Parliamentary scrutiny of political policing
copwatch | 24.03.2009 11:46 | SOCPA | Analysis | Social Struggles
With only ten days to go before the massive protests against the G20 summit taking place in London, the Parliament's Joint Select Committee on Human Rights accused British police of being heavy-handed, misusing counter-terrorism laws and anti-social behavior legislation when dealing with demonstrators.
"The right to protest is a fundamental democratic right and one that the state and police have a duty to protect and facilitate," said Andrew Dismore, Labour MP for Hendon and chair of the committee.
After a year of inquiry, the seventy-page report raised serious concerns about the police forces ability to distinguish appropriate use of the powers they are given. The committee complained that police have been routinely using "legal powers not designed to deal with protests such as anti-social behaviour legislation and the Protection from Harassment Act 1997."
The report was particularly damning regarding the police's abuse of stop-and-search powers to intimidate, unjustifiable seizures of personal property, and improper detention and containment of protesters. The committee's chairman said: "The state must not impose restrictions unless it is necessary, and proportionate, to do so. That is a high threshold. The presumption is in favour of protest without state interference."

————————

- **TASK TO COMPLETE**
Repeat word for word the part of the passage on policing of protests that runs from "Parliamentary scrutiny of" to "dealing with demonstrators.". The material that comes next stands apart from the text above.

(Lines of data)
————————

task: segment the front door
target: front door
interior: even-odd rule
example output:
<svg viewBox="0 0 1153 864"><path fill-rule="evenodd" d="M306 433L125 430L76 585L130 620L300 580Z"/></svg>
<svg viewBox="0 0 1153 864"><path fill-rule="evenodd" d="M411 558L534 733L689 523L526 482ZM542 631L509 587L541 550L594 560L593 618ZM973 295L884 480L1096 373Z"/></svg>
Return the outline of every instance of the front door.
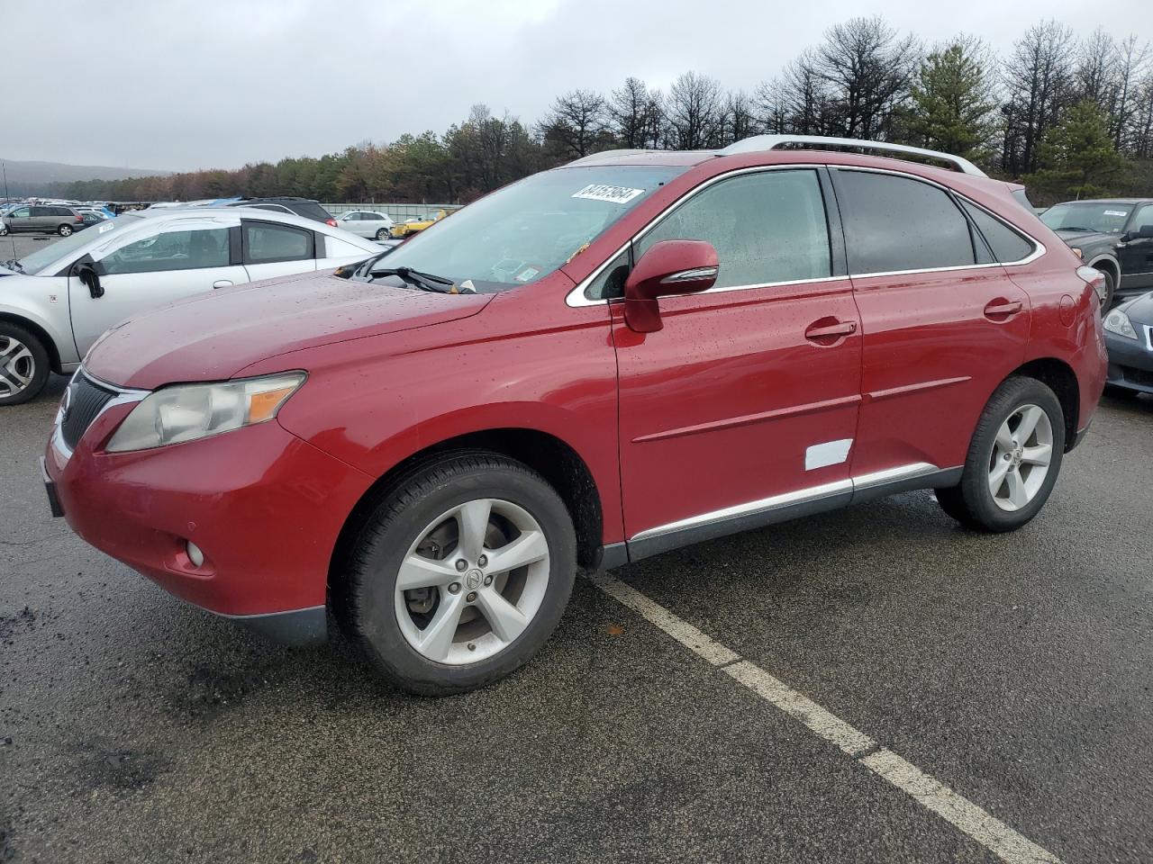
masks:
<svg viewBox="0 0 1153 864"><path fill-rule="evenodd" d="M110 327L140 312L248 281L234 259L233 233L202 220L167 222L164 230L113 249L93 263L103 296L93 297L75 273L68 276L73 335L83 357ZM236 256L239 258L239 256Z"/></svg>
<svg viewBox="0 0 1153 864"><path fill-rule="evenodd" d="M993 391L1024 362L1028 295L941 187L831 174L865 332L854 482L864 488L957 468ZM1033 248L1016 234L990 242L1009 257Z"/></svg>
<svg viewBox="0 0 1153 864"><path fill-rule="evenodd" d="M822 175L719 180L634 242L703 240L721 262L709 291L660 301L655 333L612 310L634 555L849 500L861 339Z"/></svg>
<svg viewBox="0 0 1153 864"><path fill-rule="evenodd" d="M1141 204L1129 219L1132 240L1117 247L1121 262L1121 288L1131 293L1135 288L1153 288L1153 237L1138 237L1143 227L1153 228L1153 204Z"/></svg>

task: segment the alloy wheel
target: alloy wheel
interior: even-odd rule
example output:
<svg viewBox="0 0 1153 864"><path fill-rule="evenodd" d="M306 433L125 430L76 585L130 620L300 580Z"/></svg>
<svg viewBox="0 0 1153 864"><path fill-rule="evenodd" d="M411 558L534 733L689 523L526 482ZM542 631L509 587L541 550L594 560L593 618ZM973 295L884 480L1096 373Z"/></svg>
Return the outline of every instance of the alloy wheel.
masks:
<svg viewBox="0 0 1153 864"><path fill-rule="evenodd" d="M22 393L36 374L36 357L28 346L0 333L0 399Z"/></svg>
<svg viewBox="0 0 1153 864"><path fill-rule="evenodd" d="M549 543L523 507L485 498L452 508L413 541L397 574L395 614L408 644L465 666L504 651L541 608Z"/></svg>
<svg viewBox="0 0 1153 864"><path fill-rule="evenodd" d="M1002 510L1026 507L1053 462L1053 424L1041 408L1022 406L997 430L989 457L989 494Z"/></svg>

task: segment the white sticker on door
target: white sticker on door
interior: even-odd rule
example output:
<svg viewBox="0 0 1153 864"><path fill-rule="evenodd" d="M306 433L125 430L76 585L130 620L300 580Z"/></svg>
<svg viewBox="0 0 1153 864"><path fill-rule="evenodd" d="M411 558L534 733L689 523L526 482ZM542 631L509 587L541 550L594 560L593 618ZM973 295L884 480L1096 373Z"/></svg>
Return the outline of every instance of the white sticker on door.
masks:
<svg viewBox="0 0 1153 864"><path fill-rule="evenodd" d="M608 200L613 204L627 204L638 195L645 195L643 189L630 189L623 185L606 185L605 183L589 183L573 198L591 198L593 200Z"/></svg>
<svg viewBox="0 0 1153 864"><path fill-rule="evenodd" d="M842 438L839 441L814 444L805 450L805 470L812 471L816 468L839 465L849 458L849 450L852 446L853 439L851 438Z"/></svg>

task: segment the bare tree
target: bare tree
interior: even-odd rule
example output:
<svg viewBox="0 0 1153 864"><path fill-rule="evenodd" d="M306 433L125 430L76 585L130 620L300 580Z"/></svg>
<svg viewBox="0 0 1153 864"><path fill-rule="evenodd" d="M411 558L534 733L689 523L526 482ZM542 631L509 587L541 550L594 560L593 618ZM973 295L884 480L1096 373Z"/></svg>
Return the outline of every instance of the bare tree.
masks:
<svg viewBox="0 0 1153 864"><path fill-rule="evenodd" d="M832 101L836 134L886 137L894 108L909 96L919 54L912 36L899 38L879 16L831 26L811 62Z"/></svg>
<svg viewBox="0 0 1153 864"><path fill-rule="evenodd" d="M580 159L606 144L609 109L604 97L591 90L573 90L557 97L541 122L541 134L565 154Z"/></svg>
<svg viewBox="0 0 1153 864"><path fill-rule="evenodd" d="M1072 31L1056 21L1030 28L1005 65L1002 168L1037 170L1041 137L1075 97Z"/></svg>
<svg viewBox="0 0 1153 864"><path fill-rule="evenodd" d="M724 94L721 82L688 71L672 82L665 103L671 144L677 150L700 150L721 141Z"/></svg>
<svg viewBox="0 0 1153 864"><path fill-rule="evenodd" d="M661 136L661 94L649 91L640 78L625 78L608 104L613 136L625 147L655 147Z"/></svg>

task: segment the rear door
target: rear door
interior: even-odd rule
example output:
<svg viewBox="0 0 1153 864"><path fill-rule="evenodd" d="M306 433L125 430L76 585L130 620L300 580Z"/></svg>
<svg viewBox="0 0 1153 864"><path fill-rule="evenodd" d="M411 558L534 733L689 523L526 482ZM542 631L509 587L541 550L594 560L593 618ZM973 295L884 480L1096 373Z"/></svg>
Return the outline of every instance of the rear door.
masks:
<svg viewBox="0 0 1153 864"><path fill-rule="evenodd" d="M1129 240L1117 247L1121 262L1121 288L1153 288L1153 237L1138 237L1145 226L1153 228L1153 203L1141 204L1129 219Z"/></svg>
<svg viewBox="0 0 1153 864"><path fill-rule="evenodd" d="M1024 361L1028 296L943 187L830 173L865 336L854 480L867 487L962 465L985 403Z"/></svg>
<svg viewBox="0 0 1153 864"><path fill-rule="evenodd" d="M71 274L73 335L83 357L101 333L138 312L248 281L235 249L239 229L219 219L165 221L156 233L93 253L104 295Z"/></svg>
<svg viewBox="0 0 1153 864"><path fill-rule="evenodd" d="M316 270L316 240L306 228L244 219L241 236L244 270L253 282Z"/></svg>
<svg viewBox="0 0 1153 864"><path fill-rule="evenodd" d="M721 262L709 291L661 298L655 333L630 329L613 304L634 554L849 500L861 339L822 176L722 179L634 243L635 259L662 240L703 240Z"/></svg>

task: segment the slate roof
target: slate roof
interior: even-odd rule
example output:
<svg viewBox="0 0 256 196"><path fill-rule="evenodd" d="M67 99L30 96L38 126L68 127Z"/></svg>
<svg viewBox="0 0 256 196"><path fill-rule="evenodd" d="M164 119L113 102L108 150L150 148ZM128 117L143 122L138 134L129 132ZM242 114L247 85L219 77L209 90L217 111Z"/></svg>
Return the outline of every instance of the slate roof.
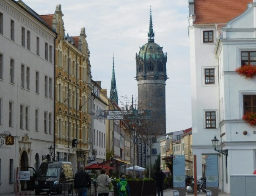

————————

- **EXERCISE RESULT**
Parliamentary scrutiny of political policing
copwatch | 24.03.2009 11:46 | SOCPA | Analysis | Social Struggles
With only ten days to go before the massive protests against the G20 summit taking place in London, the Parliament's Joint Select Committee on Human Rights accused British police of being heavy-handed, misusing counter-terrorism laws and anti-social behavior legislation when dealing with demonstrators.